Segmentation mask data

☆ ☆ ☆ ☆ ☆ ☆ ☆

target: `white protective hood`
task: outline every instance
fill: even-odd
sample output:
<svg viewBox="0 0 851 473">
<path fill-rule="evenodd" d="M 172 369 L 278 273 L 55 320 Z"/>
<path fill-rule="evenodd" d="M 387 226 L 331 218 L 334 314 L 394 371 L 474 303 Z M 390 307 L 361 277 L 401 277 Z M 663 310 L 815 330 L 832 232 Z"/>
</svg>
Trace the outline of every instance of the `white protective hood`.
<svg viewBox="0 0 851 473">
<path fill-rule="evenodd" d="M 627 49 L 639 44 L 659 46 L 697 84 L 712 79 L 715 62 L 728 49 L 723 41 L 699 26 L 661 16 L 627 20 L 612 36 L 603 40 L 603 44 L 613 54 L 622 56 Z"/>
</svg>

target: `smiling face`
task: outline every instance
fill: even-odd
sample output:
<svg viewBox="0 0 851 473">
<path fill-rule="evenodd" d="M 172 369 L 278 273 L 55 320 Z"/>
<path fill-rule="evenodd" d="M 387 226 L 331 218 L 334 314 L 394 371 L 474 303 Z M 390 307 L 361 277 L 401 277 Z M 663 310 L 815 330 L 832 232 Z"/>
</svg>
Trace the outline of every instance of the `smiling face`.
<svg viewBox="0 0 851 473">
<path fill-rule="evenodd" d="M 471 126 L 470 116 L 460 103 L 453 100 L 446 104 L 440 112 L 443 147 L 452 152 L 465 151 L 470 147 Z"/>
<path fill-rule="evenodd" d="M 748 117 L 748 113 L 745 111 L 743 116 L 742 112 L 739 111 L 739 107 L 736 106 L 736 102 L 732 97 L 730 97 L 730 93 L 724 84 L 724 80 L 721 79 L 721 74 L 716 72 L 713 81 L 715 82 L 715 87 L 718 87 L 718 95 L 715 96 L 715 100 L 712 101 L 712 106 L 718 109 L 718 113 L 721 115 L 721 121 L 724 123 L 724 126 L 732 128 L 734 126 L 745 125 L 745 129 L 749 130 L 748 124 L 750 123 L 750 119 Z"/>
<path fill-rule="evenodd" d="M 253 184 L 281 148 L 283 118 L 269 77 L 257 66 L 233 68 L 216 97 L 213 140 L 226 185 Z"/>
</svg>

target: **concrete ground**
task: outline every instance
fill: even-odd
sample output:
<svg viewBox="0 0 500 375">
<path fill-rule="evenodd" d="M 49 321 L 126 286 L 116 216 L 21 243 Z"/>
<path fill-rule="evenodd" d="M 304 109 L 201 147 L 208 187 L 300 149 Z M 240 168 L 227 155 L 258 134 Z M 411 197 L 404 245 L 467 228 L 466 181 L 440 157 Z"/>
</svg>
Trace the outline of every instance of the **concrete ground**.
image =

☆ ☆ ☆ ☆ ☆ ☆ ☆

WHAT THE TASK REQUIRES –
The response should be the lines from the one containing "49 321 L 126" through the last line of the data, set down exactly and with no other line.

EXPECTED OUTPUT –
<path fill-rule="evenodd" d="M 49 321 L 126 286 L 116 216 L 21 243 Z"/>
<path fill-rule="evenodd" d="M 304 109 L 201 147 L 208 187 L 300 149 Z M 240 168 L 227 155 L 258 134 Z M 411 197 L 404 245 L 467 228 L 466 181 L 440 157 Z"/>
</svg>
Trace the outline of every instance of the **concrete ground**.
image =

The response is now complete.